> [Short problem]: Will you quote all of the entries, word for word?

[Begin Provided entries]

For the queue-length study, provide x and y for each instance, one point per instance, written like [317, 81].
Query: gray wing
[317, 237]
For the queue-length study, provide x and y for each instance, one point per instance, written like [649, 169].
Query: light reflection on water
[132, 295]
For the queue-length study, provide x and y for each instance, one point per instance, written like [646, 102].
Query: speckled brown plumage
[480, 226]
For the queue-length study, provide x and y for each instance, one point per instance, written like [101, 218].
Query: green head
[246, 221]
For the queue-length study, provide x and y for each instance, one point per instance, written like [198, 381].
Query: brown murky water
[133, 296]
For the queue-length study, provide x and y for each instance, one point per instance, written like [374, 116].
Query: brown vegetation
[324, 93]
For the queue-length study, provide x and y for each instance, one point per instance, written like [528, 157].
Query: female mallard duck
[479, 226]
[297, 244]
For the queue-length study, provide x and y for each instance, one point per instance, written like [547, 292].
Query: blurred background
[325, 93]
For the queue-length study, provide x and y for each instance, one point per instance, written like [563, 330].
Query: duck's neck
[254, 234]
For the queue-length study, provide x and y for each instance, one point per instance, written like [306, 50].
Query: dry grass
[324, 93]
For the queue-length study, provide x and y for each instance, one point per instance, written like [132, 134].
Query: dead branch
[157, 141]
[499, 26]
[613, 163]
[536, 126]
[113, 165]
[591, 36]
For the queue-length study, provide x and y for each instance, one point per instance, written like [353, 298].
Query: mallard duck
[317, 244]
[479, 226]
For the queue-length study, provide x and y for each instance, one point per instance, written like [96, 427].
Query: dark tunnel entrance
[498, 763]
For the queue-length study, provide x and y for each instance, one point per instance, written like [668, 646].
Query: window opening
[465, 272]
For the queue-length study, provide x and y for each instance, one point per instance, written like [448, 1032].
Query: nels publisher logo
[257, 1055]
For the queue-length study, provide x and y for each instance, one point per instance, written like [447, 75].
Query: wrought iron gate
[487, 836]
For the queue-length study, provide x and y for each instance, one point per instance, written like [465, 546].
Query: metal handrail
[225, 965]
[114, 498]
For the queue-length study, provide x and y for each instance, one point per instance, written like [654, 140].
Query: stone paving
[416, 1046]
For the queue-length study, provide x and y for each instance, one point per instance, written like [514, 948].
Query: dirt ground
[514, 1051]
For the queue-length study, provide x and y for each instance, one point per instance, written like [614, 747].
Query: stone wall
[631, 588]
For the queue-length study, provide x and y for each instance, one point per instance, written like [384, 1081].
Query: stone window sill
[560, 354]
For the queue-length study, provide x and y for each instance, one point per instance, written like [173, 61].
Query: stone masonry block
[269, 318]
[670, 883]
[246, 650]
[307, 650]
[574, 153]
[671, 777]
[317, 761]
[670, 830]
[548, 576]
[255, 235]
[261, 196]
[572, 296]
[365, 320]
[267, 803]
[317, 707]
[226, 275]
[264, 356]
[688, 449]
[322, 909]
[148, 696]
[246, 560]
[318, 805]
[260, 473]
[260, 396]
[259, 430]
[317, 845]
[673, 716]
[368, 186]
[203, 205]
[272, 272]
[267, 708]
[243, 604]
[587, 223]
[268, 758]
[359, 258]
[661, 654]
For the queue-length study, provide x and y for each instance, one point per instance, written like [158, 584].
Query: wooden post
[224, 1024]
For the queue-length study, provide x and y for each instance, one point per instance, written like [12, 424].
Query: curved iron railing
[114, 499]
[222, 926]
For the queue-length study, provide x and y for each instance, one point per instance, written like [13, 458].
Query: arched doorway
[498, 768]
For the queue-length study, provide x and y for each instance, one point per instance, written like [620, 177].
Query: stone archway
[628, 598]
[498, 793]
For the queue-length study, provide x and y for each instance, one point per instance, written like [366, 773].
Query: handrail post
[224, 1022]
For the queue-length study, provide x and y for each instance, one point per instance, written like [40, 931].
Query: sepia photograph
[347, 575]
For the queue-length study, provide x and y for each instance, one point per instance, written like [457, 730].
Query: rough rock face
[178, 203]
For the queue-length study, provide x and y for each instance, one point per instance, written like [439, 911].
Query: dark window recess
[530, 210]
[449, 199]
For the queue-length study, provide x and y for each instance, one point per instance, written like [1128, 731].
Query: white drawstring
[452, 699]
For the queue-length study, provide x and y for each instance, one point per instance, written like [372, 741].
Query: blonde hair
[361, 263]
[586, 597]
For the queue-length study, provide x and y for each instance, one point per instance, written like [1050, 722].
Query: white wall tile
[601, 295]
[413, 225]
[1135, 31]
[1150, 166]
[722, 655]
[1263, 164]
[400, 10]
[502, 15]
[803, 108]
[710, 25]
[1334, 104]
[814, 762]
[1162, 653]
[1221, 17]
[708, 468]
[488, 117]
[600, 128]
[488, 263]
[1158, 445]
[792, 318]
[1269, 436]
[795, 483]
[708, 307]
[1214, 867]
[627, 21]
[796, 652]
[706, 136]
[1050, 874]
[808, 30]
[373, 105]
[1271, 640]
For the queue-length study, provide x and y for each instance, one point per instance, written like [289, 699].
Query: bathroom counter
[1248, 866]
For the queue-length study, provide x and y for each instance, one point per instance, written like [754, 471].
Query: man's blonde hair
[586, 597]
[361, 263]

[End Provided entries]

> [Answer to this problem]:
For the queue-length study, provide x and y for each instance, one point per instance, written like [317, 81].
Query: gray wing
[317, 237]
For the queue-length study, provide x and y for each instance, one point per instance, written like [649, 169].
Query: light reflection on water
[132, 295]
For the queue-length study, provide x and y for each instance, one point per instance, written like [646, 102].
Query: speckled brown plumage
[480, 226]
For the queue-length study, provide x and y for each instance, one point per instance, written like [101, 218].
Query: green head
[246, 221]
For the queue-length study, provide x and y for each instance, one point per instance, written like [198, 381].
Query: brown murky water
[133, 296]
For the queue-length study, provide x and y for each instance, one point per instance, written like [374, 116].
Query: brown vegetation
[324, 93]
For the queue-length study, provide x and y for each instance, one point per instance, written like [528, 157].
Query: female mallard duck
[479, 226]
[297, 244]
For the queue-length study, provide x and y for each instance, one point per instance, written like [547, 292].
Query: blurred background
[325, 93]
For the queue-length study, provide x and y for each instance, one point per instance, written like [563, 330].
Query: duck's neck
[254, 234]
For the queue-length study, provide x and y for each instance, one point per instance, written like [306, 50].
Query: dry grass
[324, 93]
For the queue-length study, provide x and y for each instance, one point per instance, written like [132, 134].
Query: dead branch
[157, 141]
[499, 26]
[613, 163]
[536, 126]
[113, 165]
[591, 36]
For the queue-length study, provide x and y for each instance, one point per instance, written like [353, 298].
Query: mallard duck
[317, 244]
[479, 226]
For the queue-length study, provide x and y for each instance, one point per instance, written like [96, 427].
Query: dark tunnel entrance
[498, 763]
For the queue-length study, provide x and y for each instance, one point per instance, written like [668, 646].
Query: window opening
[465, 272]
For the queue-length study, provide x and y for each instance, one point per instance, written like [448, 1032].
Query: nels publisher logo
[257, 1055]
For the queue-length study, provide x and y for each instance, one point per instance, written like [447, 75].
Query: wrought iron gate
[487, 836]
For the queue-length study, provide x and y for each instance, one point per instance, written like [465, 546].
Query: metal handrail
[225, 965]
[114, 498]
For the queue-length study, provide x and y for each instance, one point per instance, written like [654, 140].
Query: stone paving
[416, 1046]
For the queue-length study, provide x and y for each instance, one point per instance, written like [514, 948].
Query: dirt ground
[514, 1051]
For the queue-length study, provide x and y for each instance, one point per instance, written like [614, 747].
Query: stone wall
[631, 588]
For the queue-length study, provide x and y for each instance, one point per instance, written like [384, 1081].
Query: stone window sill
[560, 354]
For the queue-length study, provide x and y for each instance, one point per instance, written like [173, 61].
Query: stone masonry block
[269, 318]
[670, 883]
[246, 650]
[307, 650]
[574, 153]
[671, 777]
[317, 761]
[670, 830]
[548, 576]
[255, 235]
[261, 196]
[572, 296]
[365, 320]
[267, 803]
[317, 707]
[226, 275]
[264, 356]
[688, 449]
[322, 909]
[148, 696]
[246, 560]
[318, 805]
[260, 473]
[260, 396]
[259, 430]
[317, 845]
[673, 716]
[368, 186]
[203, 205]
[272, 272]
[267, 708]
[243, 604]
[587, 223]
[268, 758]
[359, 258]
[661, 654]
For the queue-length study, provide x and y for each instance, one point per instance, written like [158, 584].
Query: wooden post
[224, 1024]
For the queue-length study, provide x and y for each instance, one point per instance, written like [12, 424].
Query: curved iron railing
[114, 499]
[222, 926]
For the queue-length study, provide x and y for each instance, one point per instance, written like [13, 458].
Query: arched doorway
[498, 768]
For the queue-length study, provide x and y for each instance, one point per instance, written like [620, 177].
Query: stone archway
[628, 598]
[498, 793]
For the queue-length study, provide x and y for each instance, one point per instance, written like [366, 773].
Query: handrail post
[224, 1022]
For the queue-length study, provide x and y for each instance, one point per instance, written like [40, 931].
Query: sepia photograph
[347, 575]
For the queue-length study, provide x and y for each instance, one point per instance, written like [457, 730].
Query: rough rock face
[178, 203]
For the queue-length study, provide x and y for each instance, one point per instance, written like [439, 911].
Query: dark window recess
[530, 210]
[449, 199]
For the queue-length study, provide x and y for each instance, one point per instance, written like [1128, 731].
Query: white drawstring
[452, 699]
For the queue-length study, provide x and y for each instance, one point per instance, written like [372, 741].
Query: blonde hair
[361, 263]
[586, 597]
For the queue-length study, provide x and y for each instance, one point per instance, written like [1050, 722].
Query: white wall tile
[601, 295]
[413, 225]
[1135, 31]
[1150, 166]
[722, 655]
[1263, 164]
[400, 10]
[502, 15]
[803, 108]
[710, 25]
[1334, 104]
[814, 762]
[1162, 653]
[1221, 17]
[708, 468]
[488, 117]
[600, 128]
[488, 263]
[1158, 445]
[792, 318]
[1269, 436]
[795, 483]
[708, 307]
[1214, 867]
[627, 21]
[796, 652]
[706, 136]
[1050, 874]
[808, 30]
[373, 105]
[1271, 640]
For the queue-length study, provide x and y for each instance, one point per instance, written like [289, 699].
Query: bathroom counter
[1248, 866]
For the queue-length study, provide x and y for each instance, one point per instance, written like [754, 471].
Query: man's blonde hair
[586, 597]
[361, 263]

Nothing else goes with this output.